▶ [Exercise] Return the records, each one exactly as written.

▶ [Provided entries]

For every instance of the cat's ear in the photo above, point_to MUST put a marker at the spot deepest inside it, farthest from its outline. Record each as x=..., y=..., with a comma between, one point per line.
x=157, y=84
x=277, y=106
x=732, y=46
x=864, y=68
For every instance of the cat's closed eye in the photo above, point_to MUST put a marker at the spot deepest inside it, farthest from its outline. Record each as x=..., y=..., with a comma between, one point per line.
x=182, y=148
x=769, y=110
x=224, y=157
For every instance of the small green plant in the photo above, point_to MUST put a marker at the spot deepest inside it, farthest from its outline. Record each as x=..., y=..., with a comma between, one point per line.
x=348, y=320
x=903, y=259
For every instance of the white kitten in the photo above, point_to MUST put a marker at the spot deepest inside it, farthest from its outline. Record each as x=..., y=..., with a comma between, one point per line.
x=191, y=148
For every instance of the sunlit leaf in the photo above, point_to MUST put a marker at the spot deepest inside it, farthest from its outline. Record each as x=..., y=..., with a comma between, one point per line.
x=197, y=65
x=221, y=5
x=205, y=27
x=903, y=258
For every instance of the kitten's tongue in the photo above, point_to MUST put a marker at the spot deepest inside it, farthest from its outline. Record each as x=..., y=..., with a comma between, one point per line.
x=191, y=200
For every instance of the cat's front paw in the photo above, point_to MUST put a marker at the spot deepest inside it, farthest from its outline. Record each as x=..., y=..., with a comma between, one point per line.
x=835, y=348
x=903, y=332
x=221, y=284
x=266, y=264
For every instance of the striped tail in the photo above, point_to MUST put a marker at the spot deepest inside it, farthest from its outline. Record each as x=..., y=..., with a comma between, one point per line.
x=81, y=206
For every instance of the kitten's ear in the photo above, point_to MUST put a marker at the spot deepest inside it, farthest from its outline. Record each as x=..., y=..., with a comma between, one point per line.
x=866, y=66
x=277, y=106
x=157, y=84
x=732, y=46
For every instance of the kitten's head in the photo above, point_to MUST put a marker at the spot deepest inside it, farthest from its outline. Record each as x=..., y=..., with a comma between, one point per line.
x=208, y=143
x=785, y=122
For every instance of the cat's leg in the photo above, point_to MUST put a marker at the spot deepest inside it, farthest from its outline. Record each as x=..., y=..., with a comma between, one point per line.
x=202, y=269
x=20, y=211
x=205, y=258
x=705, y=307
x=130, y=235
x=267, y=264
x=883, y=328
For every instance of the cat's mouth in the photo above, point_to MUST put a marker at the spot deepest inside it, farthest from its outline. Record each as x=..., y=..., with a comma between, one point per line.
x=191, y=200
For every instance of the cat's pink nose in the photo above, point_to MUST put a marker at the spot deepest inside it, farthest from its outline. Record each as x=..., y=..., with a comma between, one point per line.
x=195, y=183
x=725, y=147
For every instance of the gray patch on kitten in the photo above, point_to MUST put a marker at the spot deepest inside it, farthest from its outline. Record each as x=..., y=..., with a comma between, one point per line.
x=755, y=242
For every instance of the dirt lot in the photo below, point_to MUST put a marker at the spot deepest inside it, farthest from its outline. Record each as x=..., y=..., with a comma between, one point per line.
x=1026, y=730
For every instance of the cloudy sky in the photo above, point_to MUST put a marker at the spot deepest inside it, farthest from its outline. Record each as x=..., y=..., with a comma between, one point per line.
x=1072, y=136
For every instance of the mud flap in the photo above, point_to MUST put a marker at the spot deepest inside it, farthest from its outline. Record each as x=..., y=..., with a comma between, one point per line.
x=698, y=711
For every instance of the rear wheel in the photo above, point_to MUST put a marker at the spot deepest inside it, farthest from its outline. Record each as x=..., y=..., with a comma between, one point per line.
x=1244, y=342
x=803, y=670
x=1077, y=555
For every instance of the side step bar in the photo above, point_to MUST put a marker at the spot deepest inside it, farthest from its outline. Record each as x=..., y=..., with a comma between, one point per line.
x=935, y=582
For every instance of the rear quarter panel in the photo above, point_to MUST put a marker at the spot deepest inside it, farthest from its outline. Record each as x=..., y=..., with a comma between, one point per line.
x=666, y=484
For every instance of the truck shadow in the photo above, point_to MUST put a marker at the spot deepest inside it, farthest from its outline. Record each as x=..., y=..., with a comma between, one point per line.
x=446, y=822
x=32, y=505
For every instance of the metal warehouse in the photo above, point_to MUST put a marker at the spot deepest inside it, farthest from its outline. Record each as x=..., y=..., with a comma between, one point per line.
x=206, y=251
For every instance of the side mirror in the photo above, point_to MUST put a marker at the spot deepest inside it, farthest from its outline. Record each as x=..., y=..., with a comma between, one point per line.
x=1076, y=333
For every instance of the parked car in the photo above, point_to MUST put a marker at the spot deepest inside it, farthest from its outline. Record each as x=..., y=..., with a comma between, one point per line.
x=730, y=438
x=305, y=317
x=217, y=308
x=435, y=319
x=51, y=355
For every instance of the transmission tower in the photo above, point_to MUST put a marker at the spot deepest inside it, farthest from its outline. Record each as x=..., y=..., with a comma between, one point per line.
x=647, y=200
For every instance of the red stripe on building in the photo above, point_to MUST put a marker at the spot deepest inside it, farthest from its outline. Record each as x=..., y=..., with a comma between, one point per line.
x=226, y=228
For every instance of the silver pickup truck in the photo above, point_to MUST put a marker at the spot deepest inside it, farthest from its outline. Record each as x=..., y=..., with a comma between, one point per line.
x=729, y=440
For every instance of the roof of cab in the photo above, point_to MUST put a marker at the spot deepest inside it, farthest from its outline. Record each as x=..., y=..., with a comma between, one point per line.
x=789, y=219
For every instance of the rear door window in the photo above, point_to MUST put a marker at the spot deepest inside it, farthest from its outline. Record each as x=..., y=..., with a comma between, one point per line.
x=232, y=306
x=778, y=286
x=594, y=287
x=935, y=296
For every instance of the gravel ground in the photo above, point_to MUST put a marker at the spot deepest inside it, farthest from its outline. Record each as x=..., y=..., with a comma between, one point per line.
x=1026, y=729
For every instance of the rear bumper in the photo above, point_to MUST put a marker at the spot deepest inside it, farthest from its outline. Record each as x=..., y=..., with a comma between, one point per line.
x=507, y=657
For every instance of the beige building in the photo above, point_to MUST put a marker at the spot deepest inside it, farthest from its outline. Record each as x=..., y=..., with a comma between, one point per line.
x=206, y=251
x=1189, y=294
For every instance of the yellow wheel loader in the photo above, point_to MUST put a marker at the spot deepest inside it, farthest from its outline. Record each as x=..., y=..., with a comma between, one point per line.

▶ [Written response]
For every instance of the cat's ear in the photo above, point_to MUST put a marker at the spot deepest inside it, farthest from its outline. Record each as x=..., y=..., with a comma between, one point per line.
x=157, y=84
x=277, y=106
x=732, y=46
x=864, y=68
For every instance of the cat's closed eye in the photo above, point_to MUST put a marker at the spot deepest inside it, farthest from its outline. Record each as x=..., y=..., with a comma between, one point per line.
x=182, y=148
x=769, y=110
x=224, y=157
For every instance of the small green plant in the photo above, point_to MUST put a marker at the spot deepest inside it, farthest from its outline. Record each as x=..., y=..., with a comma between, one point per line.
x=348, y=320
x=903, y=259
For every instance of the white kitten in the photo above, point_to MUST put a marker at the spot deepest inside it, farthest from its outline. Record each as x=..., y=..., with a comma between, one point per line.
x=191, y=148
For every instance of the sunlit leaf in the photo above, point_to MUST put a marker at the spot deepest inside it, farthest from its outline. Record each as x=..., y=..., with a comma between, one point per line.
x=197, y=65
x=221, y=5
x=205, y=27
x=903, y=258
For every instance of the kitten's tongue in the photo above, point_to MUST put a marker at the spot deepest inside it, farthest from its outline. Record each as x=..., y=..., with a comma between, one point per line.
x=191, y=200
For every instance of the cat's front paw in the photo above, point_to MUST put a marker at the spot deepest inside it, farthest from its outline. Record each as x=..., y=..., with a comma between, one point per line.
x=835, y=348
x=903, y=332
x=221, y=284
x=266, y=264
For every instance of the striped tail in the photo above, point_to MUST put a marker at the spot deepest inside it, farthest from its outline. Record each as x=..., y=..., with a comma between, one point per line.
x=81, y=206
For every instance of the kitten's ear in the photo above, point_to MUST put a marker at the spot deepest inside it, farthest from its outline. Record each as x=..., y=..., with a comma between, one point per line.
x=866, y=66
x=277, y=106
x=157, y=84
x=732, y=46
For every instance of the kitten's head in the photo above, point_to MUST put a marker at the spot deepest inside it, farthest from its outline. Record each as x=..., y=..., with a comma between, one point per line.
x=208, y=143
x=785, y=122
For every instance of the cat's leg in the photo above, point_to MUST put a marker at the spot deepest inside it, farthest from its outline. Record each as x=..., y=..., with a comma between, one point per line.
x=202, y=269
x=20, y=211
x=205, y=258
x=705, y=307
x=130, y=235
x=267, y=264
x=883, y=328
For every instance of the cat's mouth in the photo above, point_to MUST put a marker at the spot deepest inside it, farthest from its outline. Record each as x=..., y=..., with a comma between, one point per line.
x=191, y=200
For every instance of the cat's pink nose in the photo above, point_to MUST put a marker at the spot deepest inside it, farthest from its outline. Record each as x=..., y=..., with a comma between, one point per line.
x=195, y=183
x=725, y=147
For every instance of the gray patch on kitten in the photo above, point_to MUST put a marker at the spot deepest inside it, farthest from its outline. Record each as x=..., y=..., with a comma between, one point per line.
x=755, y=242
For every instance of the dirt lot in the photo below, point_to MUST put a marker at the spot deepest inside it, farthest from its outline. Record each as x=..., y=..., with a comma between, one point per line.
x=1026, y=730
For every instance of the cloudy sky in the photo above, point_to MUST put a marker at the spot deepest inside it, farthest from its outline. Record each as x=..., y=..., with a comma between, one point per line.
x=1072, y=136
For every instance of the mud flap in the photo above, point_to MUST put a marker at the spot deepest inside it, farthest from its outline. Record each as x=..., y=..., with a comma between, one point per line.
x=698, y=711
For every instance of the rear wheel in the photo above, point_to MUST put a marker at the spot deepest inside it, farthest from its outline. Record each as x=..., y=..., with a comma between, one point per line.
x=1244, y=342
x=803, y=670
x=1077, y=555
For every instance of the side step bar in the photo above, point_to MUST put a marker at the spot deepest inside it, farthest from its outline. Record each as x=..., y=..., with a comma between, one point per line.
x=935, y=582
For every instance of the rear quarter panel in the photo above, point_to MUST put a marker at the spot deepest inside it, farthest from its outline. Record each as x=..., y=..., with a comma between, one point per line.
x=666, y=484
For every instance of the truck shadow in the photo above, point_to MUST put a marker at the spot deepest inside it, farthest from its outline. Record each as x=..., y=..., with a comma between, one point per line.
x=446, y=822
x=32, y=505
For every instance of the metal warehouse in the photo above, point_to MUST put a marker at the spot deepest inside it, farthest from its outline. Record each as x=..., y=..., with a comma between, one point per line.
x=206, y=251
For every instance of the side mirror in the photo above, point_to MUST put a marker at the spot deepest inside it, farthest from its outline. Record each as x=..., y=..., with a comma between, one point per line.
x=1076, y=333
For every instance of the parked car in the photo above, point_to MUST put a marker at the spot deepest inside it, farthest from its outline. Record each as x=..., y=..., with a comma between, one point per line.
x=730, y=438
x=305, y=317
x=217, y=308
x=435, y=319
x=51, y=355
For every instance of the transmission tower in the photo above, point_to MUST put a marker at the spot deepest inside it, farthest from its outline. Record each as x=..., y=..., with a comma between, one point per line.
x=647, y=200
For every instance of the red stripe on building in the photo above, point_to MUST put a marker at the spot deepest inside it, farthest from its outline. Record each as x=..., y=..., with a comma between, one point per line.
x=226, y=228
For every instance of the silver pickup truck in the photo above, point_to MUST put a marker at the spot deepest inside it, farthest from its outline. Record each as x=..., y=..., with a comma between, one point per line.
x=729, y=440
For every instance of the roof of cab in the photo above, point_to MUST put a marker at the spot deepest inside it, farthest from its outline. Record each as x=..., y=..., with a comma between, one point per line.
x=789, y=219
For every instance of the rear door window in the photo above, point_to MUST put a marker at the spot deepest inside it, farthest from its outline. Record each as x=..., y=..., with a comma between, one point per line.
x=232, y=306
x=778, y=286
x=594, y=287
x=935, y=296
For every instance of the gravel ground in the photo above, point_to MUST put a marker at the spot deepest inside it, farthest from its outline. Record each as x=..., y=..., with a comma between, one point per line.
x=1026, y=729
For every instance of the rear bumper in the photo above, point_to MUST put a marker at the spot deepest inside it, farthest from its outline. Record each as x=..., y=..., with a comma between, one point per line.
x=507, y=657
For every instance of the beige building in the photo above, point_to MUST put a marker at the spot deepest inside it, farthest from its outline. Record each as x=..., y=..., with a comma between, one point per line.
x=206, y=251
x=1189, y=294
For every instance of the yellow wheel loader in the photo above, point_to MUST put a marker at the spot deepest inside it, farthest from its outline. Record each as x=..., y=..., with a comma between, one point per line.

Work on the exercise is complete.